_EXERCISE_
Continue the forum thread below about the five-month-old puppy from where it stops.

_ARTICLE_
------------

# 5 month old puppy bitch



## Mikki (Aug 17, 2014)

Hello,
I've posted pictures before but the stack was really bad so didn't get many comments. Here are some updated pictures at 5 months old. Please let me know what you think. Thank you!


----------



## MaggieRoseLee (Aug 17, 2001)

Wow, great job getting her up on the table and stacking her! 

Hopefully someone will chime in with more real knowledge then my 'beautiful dog'. I always have a lot of trouble the first year gauging structure cause they change so much month to month (week to week).


----------



## Mikki (Aug 17, 2014)

Thank you! After struggling with stacks at breed handling class it's really great to hear somebody comment on her stack. The only reason she's on the table is because the grooming table just came in (yay for amazon lightning deals!) so I'm getting her used to being on the table without actually being groomed yet. Things like getting fun treats on the table and eventually we'll work up to actually getting groomed.


----------



## MaggieRoseLee (Aug 17, 2001)

:bump: though this time of year everyone seems to be doing family holiday stuff and not on the board


----------



## CountryGirl01 (Dec 10, 2014)

Beautiful, gorgeous dog  and yeah, I've barely been on myself with the holidays. I'm sure in a few days if you post more pics of her you will get some more professional comments.


----------



## Mikki (Aug 17, 2014)

Thank you both for the nice comments . After the holidays I will post more pictures of her. In the meantime, I hope everybody on the board has an excellent holiday. I am very appreciative of all the help everybody on this forum has been. I've learned so much in a short time thanks to this forum.


----------



## Mikki (Aug 17, 2014)

------------

_Dataset entries_
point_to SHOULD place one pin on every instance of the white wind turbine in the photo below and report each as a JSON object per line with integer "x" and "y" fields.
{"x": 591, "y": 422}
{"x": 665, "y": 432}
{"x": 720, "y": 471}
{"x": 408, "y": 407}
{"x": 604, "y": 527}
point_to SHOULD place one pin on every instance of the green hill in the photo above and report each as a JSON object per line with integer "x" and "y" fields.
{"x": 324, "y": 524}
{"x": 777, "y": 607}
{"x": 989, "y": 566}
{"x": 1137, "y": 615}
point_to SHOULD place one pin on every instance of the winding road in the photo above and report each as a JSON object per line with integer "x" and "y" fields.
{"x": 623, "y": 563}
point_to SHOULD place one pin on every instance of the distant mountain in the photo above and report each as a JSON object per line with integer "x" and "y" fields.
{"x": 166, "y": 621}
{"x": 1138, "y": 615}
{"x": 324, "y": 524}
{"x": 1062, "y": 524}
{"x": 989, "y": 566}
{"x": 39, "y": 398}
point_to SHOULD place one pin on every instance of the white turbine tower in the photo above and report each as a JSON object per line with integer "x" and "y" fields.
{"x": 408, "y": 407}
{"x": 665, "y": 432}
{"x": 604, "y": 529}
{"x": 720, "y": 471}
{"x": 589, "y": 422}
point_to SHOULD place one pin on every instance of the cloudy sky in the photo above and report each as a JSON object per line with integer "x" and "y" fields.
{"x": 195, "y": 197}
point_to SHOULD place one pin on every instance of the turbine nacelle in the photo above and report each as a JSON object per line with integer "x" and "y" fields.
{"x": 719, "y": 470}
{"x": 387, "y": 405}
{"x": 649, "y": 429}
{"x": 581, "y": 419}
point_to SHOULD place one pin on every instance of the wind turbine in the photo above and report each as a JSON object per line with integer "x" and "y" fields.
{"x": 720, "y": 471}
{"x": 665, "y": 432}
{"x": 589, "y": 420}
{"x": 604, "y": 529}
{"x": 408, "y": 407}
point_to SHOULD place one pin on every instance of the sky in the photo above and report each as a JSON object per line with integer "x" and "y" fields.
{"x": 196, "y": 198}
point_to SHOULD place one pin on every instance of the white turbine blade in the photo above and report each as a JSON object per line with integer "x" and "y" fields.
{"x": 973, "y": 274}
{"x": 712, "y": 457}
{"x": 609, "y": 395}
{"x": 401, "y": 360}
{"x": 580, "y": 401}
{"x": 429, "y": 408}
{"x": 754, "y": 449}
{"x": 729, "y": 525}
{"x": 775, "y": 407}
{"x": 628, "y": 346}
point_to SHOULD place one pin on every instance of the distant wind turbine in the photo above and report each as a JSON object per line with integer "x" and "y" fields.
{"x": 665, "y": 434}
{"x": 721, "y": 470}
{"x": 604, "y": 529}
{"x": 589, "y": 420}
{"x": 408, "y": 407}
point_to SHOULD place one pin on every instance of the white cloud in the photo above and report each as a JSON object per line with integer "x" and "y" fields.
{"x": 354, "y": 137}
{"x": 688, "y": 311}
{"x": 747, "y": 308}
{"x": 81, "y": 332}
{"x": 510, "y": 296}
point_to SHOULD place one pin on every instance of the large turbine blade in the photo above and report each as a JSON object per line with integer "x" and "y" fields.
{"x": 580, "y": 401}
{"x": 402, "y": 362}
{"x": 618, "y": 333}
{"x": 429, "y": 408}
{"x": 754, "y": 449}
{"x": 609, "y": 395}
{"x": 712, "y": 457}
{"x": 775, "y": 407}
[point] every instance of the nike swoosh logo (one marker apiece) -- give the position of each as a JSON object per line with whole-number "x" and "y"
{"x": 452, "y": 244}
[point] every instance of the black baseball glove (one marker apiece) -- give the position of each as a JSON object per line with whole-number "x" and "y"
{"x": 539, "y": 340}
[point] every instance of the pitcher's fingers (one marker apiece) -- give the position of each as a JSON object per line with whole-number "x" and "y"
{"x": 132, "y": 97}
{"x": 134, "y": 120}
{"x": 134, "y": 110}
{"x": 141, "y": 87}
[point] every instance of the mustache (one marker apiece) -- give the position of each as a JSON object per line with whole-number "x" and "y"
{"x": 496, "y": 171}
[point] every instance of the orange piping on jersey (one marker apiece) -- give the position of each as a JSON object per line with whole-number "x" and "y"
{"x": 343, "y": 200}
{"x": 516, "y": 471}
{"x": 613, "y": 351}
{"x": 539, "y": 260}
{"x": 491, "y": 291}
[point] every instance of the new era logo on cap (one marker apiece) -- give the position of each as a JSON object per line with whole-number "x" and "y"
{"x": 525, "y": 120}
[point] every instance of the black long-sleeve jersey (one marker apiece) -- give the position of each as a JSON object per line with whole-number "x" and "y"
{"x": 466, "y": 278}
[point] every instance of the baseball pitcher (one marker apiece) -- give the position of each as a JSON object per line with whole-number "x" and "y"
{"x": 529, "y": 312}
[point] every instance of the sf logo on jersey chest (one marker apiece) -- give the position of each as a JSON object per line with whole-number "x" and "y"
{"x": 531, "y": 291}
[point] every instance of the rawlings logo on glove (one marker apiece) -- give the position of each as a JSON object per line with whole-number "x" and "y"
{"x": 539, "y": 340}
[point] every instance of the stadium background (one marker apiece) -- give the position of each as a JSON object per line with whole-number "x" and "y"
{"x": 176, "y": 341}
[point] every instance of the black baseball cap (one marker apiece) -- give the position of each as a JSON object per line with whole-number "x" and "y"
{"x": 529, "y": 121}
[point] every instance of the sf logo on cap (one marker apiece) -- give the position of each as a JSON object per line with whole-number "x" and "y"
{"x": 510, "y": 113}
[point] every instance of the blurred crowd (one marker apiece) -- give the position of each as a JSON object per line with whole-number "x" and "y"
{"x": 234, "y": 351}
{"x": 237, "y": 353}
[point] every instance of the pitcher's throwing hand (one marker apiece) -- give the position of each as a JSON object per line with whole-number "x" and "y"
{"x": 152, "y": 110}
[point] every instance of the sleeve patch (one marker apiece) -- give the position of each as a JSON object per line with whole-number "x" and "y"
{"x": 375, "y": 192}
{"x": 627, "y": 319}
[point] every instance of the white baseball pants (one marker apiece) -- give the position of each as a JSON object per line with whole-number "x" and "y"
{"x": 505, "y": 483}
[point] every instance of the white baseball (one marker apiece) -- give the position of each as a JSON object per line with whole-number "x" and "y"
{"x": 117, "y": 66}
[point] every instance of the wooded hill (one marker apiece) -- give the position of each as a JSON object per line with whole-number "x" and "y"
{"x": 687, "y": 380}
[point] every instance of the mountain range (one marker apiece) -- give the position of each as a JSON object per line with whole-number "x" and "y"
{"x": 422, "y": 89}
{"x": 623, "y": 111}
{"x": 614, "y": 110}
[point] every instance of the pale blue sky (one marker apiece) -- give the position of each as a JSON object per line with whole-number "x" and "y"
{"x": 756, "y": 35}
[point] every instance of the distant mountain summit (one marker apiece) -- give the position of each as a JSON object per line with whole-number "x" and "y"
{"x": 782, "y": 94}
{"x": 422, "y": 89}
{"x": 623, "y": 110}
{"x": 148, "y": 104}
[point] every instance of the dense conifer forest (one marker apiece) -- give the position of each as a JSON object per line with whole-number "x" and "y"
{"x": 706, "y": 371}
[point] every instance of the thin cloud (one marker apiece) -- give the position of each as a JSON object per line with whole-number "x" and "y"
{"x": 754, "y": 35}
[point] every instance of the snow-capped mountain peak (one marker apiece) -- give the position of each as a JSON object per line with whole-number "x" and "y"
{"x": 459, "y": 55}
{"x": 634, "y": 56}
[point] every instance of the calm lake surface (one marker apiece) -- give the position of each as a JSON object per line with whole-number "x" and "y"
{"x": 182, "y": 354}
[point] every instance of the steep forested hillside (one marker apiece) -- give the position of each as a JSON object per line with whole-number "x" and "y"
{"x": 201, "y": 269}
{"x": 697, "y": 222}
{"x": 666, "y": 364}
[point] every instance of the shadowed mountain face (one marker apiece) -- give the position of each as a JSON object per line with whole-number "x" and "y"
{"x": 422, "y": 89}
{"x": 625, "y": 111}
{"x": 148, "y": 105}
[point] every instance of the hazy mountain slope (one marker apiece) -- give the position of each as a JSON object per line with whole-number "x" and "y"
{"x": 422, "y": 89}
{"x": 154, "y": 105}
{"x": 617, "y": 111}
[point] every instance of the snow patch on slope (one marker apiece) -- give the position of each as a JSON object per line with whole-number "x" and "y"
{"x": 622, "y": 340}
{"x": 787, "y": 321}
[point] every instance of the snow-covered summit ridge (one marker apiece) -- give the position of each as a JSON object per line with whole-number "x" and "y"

------------

_EXPECTED OUTPUT_
We tried again stacking today, I think this picture is a little better than the last batch.


----------



## Mikki (Aug 17, 2014)

bump?


----------



## Lobo dog (Sep 19, 2014)

I cant critique but your girl is beautiful  I think that you should take a stacked shot outside, because in the photos you have posted the lighting is very dark. Also the person taking the picture should be shoulder level with your girl. Your stack looks great (to my untrained eye) though  if I got any of that wrong anyone feel free to correct me. Hopefully you will get more comments and some critiques.


----------



## Mikki (Aug 17, 2014)

Thanks for your comment. I've been having a lot of difficulty with getting a good stacked photo for evaluation. It seems every time I get a picture the angle of the picture is bad or picture is too dark. When I do get a decent picture I notice that a lot of the times that back leg isn't positioned right. Like in that last picture the leg I believe is pulled back a little too far. We still need to practice stacking a lot-I'm a total beginner and our first puppy show is on jan 17th!


----------



## krisk (Oct 11, 2010)

One of the best ways to practice stacking, is to do it in front of a mirror. That way you can look up and see what the judge will see. What are you showing her in AKC/UKC etc... For your stacking photos posted, you have her set up better in the rear with the first three photos, and better in the front on the last photo posted (as well as the last one being taken at a better level for the dog, instead of looking down). You want the front legs to run straight down from the elbow to the wrist, you want the outside hind leg (that goes back) to have the hock straight up and down, and you want the inside hind leg to have the toes lined up under knee (stiffle). And on a side note, becareful to get the toes facing forward. She is young and learning, so work at getting her feet into position by degrees (especially the hind feet). Here is one of mine on the table at 4 months of age.








and another one of mine at 5 month of age (like your girl).








In both photos the hind foot that is under are slightly more forward than they need to be (if you look the toes are slightly infront of the knees if you were to draw a line straight down).

As for you girl, it is hard to get a good evaluation still. I will say I like what I see of her feet, bone, and head. She flows together well, nice and curvy (instead of sharp angles). In the fourth photo (2nd set posted) her topline is a little off, this could be due to how she is standing or a growth phase. Try and get someone to take a photo at the show (stacked) and maybe a movement shot (if you can). That will lend for a better critique. Good luck at the show and have fun.

krisk


----------



## Mikki (Aug 17, 2014)

Thank you, that was really helpful!!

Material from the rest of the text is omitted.